Instructions for the task: Only the lines from the one containing "x=186, y=142" through the end of the data belong in the answer; reproduce them exactly.

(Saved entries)
▼▼▼
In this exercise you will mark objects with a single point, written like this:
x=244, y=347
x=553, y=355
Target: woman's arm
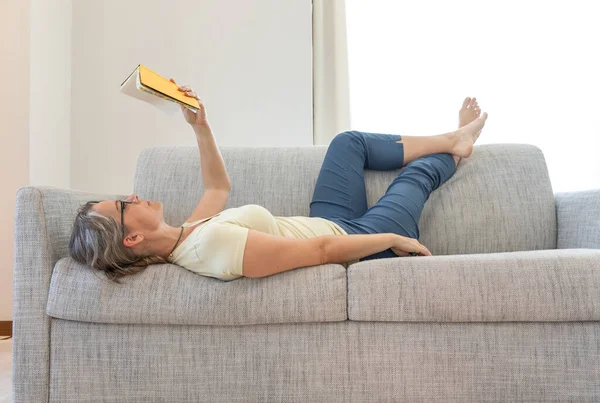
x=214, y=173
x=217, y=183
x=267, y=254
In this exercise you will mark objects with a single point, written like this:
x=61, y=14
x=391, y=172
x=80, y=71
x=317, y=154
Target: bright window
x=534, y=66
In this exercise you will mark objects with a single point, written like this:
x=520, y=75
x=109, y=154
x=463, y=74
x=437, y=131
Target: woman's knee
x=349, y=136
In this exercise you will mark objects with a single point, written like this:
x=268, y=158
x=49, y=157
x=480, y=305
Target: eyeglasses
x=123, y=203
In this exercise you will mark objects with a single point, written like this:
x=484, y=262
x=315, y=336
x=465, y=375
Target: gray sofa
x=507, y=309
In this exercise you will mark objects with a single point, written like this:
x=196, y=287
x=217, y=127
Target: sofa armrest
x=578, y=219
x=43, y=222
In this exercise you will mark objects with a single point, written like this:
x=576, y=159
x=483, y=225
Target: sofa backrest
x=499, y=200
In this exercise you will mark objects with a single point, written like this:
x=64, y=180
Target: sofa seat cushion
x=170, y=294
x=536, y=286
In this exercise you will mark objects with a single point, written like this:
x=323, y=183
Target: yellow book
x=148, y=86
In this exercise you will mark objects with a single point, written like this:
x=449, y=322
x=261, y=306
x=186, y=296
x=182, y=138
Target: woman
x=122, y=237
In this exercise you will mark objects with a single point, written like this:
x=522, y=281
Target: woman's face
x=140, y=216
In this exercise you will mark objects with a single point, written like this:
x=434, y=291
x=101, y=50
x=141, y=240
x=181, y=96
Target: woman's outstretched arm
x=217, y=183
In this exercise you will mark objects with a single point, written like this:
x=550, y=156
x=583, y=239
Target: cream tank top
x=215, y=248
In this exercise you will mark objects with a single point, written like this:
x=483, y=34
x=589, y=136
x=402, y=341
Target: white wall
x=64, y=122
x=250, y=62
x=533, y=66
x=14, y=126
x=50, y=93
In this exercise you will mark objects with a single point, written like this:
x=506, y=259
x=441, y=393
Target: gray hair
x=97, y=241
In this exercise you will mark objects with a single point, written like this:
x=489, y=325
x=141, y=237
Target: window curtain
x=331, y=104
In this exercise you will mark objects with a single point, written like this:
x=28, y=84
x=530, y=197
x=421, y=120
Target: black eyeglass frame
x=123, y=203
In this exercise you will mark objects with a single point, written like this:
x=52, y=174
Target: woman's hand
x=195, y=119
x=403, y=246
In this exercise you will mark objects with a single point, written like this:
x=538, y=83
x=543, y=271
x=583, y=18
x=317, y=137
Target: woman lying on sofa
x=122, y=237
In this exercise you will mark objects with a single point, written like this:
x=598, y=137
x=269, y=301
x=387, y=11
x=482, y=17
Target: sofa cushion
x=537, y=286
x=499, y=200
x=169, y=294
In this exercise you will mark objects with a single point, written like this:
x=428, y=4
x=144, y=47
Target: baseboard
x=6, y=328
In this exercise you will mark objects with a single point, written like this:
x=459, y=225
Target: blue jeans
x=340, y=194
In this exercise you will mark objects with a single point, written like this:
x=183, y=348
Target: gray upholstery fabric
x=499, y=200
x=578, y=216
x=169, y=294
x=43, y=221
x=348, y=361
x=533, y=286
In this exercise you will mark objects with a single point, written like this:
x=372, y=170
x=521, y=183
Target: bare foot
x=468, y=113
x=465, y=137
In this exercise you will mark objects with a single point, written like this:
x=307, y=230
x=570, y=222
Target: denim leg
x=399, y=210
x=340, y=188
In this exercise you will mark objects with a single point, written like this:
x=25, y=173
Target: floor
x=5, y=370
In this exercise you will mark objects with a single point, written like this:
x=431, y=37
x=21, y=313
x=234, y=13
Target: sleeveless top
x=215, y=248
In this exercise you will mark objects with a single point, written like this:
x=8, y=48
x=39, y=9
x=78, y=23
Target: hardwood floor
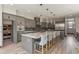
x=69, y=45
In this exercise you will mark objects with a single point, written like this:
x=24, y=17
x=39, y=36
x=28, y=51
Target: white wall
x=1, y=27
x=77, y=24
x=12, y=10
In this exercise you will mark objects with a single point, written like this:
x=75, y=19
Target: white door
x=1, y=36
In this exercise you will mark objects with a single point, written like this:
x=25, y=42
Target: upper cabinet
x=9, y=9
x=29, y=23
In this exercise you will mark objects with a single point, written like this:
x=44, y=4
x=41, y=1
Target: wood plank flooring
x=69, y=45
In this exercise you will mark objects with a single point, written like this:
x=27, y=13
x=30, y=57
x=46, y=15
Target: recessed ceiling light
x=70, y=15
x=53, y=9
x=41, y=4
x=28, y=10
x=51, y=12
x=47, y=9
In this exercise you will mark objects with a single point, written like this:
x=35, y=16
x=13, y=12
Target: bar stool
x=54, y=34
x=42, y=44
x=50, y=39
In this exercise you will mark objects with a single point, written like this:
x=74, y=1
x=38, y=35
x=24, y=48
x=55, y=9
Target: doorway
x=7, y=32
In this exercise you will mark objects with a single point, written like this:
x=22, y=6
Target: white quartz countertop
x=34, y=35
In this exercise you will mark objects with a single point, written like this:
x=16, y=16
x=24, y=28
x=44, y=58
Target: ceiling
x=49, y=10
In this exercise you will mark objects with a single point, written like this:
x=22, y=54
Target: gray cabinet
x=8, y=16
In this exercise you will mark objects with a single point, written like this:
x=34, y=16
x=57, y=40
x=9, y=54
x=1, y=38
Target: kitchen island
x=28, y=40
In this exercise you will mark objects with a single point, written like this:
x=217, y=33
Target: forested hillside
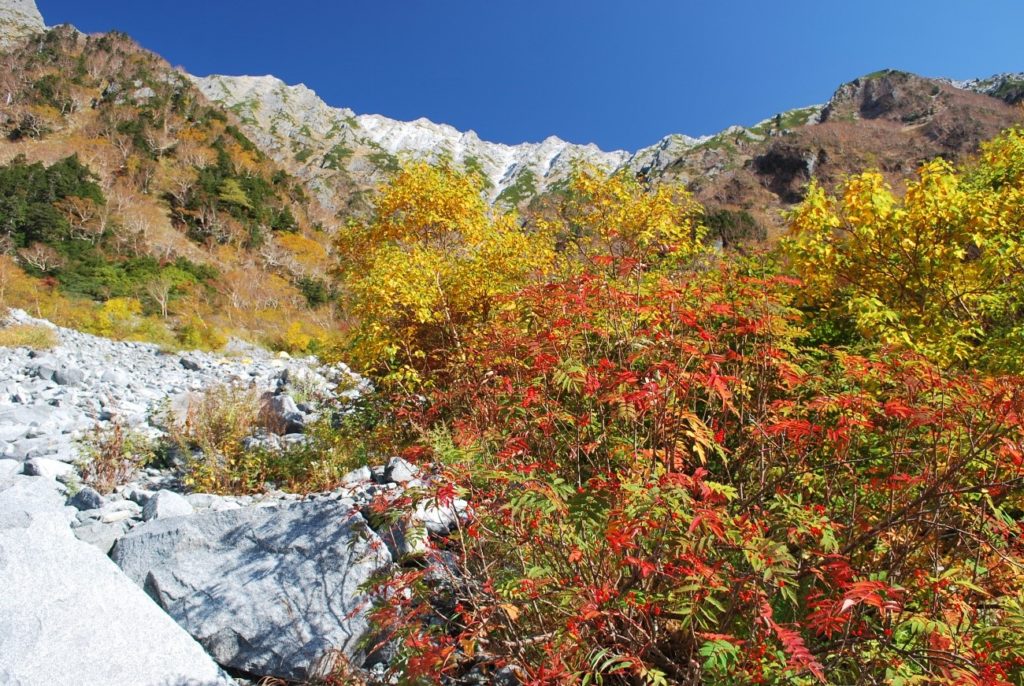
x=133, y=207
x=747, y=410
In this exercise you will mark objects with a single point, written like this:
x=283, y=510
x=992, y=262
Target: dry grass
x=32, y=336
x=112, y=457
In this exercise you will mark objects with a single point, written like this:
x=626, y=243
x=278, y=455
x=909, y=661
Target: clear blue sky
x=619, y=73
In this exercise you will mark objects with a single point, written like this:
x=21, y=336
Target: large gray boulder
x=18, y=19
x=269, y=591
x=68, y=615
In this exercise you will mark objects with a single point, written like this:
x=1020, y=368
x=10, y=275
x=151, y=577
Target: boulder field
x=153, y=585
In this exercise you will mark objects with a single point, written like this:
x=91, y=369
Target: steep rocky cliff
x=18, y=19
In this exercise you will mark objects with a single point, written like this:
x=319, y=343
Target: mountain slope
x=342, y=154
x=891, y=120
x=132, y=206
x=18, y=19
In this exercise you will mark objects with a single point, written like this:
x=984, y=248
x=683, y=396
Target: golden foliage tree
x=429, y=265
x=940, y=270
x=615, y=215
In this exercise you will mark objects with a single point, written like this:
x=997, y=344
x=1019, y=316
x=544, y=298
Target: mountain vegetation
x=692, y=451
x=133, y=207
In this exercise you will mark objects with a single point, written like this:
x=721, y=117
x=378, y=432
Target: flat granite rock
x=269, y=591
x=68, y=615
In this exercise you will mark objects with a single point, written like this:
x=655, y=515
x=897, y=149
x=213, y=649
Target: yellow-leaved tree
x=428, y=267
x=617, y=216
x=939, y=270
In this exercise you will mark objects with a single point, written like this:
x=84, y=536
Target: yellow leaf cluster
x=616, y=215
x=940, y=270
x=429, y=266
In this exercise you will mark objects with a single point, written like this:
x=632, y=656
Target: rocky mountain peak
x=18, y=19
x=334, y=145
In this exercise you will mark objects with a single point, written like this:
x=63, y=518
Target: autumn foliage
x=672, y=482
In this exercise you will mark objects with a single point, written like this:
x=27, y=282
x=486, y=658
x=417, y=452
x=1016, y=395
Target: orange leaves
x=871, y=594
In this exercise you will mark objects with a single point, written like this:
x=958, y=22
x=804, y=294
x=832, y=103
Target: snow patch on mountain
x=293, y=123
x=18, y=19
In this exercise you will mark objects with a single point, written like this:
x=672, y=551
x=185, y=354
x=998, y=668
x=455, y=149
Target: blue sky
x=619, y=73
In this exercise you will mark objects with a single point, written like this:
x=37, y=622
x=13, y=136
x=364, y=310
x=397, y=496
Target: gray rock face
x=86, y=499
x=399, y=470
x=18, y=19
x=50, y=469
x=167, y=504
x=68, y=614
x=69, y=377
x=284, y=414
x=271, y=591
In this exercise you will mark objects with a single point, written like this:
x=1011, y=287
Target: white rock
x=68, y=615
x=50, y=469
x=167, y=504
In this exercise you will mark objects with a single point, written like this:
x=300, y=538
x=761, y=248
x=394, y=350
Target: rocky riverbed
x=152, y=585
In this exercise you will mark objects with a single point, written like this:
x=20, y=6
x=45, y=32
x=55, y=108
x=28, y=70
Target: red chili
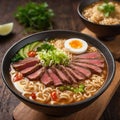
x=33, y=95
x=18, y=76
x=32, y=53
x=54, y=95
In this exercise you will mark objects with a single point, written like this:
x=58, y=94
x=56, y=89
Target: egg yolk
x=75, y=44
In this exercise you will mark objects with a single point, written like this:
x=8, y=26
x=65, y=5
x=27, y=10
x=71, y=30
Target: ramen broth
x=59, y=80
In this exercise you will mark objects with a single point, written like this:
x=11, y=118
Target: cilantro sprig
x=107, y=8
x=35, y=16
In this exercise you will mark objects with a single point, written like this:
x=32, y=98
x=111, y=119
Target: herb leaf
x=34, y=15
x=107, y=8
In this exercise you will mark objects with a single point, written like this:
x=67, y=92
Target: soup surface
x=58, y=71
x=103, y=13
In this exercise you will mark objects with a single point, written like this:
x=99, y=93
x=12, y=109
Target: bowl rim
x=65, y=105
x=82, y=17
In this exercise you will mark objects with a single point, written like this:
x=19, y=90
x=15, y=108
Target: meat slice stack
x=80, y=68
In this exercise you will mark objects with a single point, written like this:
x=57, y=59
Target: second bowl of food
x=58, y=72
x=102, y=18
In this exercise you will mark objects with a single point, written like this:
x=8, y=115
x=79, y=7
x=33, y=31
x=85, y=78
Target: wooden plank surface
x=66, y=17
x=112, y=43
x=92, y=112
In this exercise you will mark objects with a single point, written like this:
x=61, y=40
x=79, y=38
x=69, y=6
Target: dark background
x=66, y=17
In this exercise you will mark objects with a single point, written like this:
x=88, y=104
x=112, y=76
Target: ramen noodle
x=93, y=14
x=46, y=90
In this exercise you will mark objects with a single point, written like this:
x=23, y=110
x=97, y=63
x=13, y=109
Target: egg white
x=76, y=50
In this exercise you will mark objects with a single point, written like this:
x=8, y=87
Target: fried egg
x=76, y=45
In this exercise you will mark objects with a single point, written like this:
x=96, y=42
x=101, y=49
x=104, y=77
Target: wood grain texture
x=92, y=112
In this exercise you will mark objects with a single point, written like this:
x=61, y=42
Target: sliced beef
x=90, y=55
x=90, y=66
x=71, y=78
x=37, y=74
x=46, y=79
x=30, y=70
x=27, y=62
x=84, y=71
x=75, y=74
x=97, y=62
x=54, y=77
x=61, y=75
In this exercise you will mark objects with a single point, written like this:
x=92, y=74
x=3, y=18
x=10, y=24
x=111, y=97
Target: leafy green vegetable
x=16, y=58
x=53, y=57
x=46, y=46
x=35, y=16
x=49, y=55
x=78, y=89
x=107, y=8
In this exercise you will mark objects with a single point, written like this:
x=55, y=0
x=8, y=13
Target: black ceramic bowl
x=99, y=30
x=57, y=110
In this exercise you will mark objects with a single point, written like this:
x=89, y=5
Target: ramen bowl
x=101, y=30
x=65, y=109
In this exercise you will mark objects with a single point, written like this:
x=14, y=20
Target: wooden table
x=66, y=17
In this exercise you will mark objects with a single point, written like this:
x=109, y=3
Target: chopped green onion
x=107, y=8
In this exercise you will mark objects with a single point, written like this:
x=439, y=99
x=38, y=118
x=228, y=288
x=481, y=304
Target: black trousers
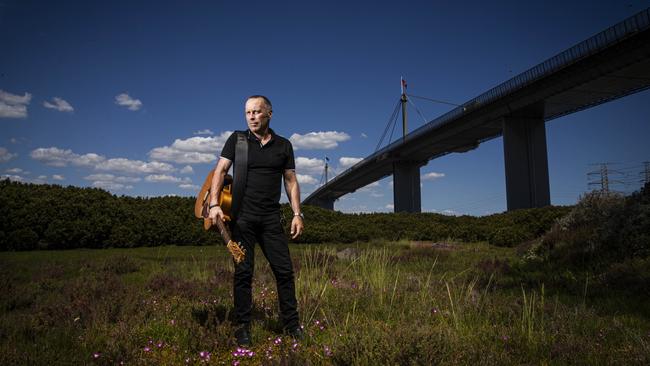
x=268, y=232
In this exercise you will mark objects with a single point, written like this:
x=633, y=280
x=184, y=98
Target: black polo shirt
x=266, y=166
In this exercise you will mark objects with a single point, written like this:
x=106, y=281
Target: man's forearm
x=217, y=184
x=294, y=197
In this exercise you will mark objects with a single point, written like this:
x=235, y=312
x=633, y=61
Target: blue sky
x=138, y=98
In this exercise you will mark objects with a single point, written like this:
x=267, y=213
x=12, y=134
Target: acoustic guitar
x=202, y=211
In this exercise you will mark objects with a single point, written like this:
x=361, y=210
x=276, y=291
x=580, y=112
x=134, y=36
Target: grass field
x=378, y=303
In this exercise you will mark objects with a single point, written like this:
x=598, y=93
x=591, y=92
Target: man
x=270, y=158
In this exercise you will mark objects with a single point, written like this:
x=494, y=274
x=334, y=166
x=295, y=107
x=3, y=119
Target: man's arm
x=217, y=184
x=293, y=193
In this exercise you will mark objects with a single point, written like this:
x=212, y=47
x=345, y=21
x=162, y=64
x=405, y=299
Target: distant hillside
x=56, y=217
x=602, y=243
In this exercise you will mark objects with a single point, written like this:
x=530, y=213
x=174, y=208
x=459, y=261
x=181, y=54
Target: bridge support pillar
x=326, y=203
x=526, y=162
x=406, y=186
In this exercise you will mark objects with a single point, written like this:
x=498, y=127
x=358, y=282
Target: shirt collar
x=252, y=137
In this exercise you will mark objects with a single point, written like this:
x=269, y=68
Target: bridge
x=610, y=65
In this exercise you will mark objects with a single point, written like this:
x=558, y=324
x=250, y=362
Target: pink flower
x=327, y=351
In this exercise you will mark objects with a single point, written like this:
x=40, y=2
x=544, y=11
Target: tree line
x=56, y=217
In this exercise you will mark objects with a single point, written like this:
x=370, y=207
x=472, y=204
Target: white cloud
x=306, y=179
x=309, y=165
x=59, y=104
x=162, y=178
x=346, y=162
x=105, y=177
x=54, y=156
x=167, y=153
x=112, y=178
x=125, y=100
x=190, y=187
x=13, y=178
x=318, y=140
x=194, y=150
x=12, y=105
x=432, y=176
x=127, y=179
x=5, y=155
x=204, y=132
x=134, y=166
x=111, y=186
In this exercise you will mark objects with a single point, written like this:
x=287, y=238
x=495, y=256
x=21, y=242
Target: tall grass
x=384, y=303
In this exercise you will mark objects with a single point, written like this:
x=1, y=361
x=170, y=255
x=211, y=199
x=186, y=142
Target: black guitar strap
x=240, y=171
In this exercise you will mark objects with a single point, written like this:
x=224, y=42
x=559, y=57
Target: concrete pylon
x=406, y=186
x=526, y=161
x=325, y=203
▲▲▲
Answer to the exercise:
x=186, y=142
Target: black guitar strap
x=240, y=171
In this exercise you will mark objects with a single point, written like this:
x=224, y=42
x=559, y=57
Target: concrete pylon
x=406, y=186
x=526, y=161
x=325, y=203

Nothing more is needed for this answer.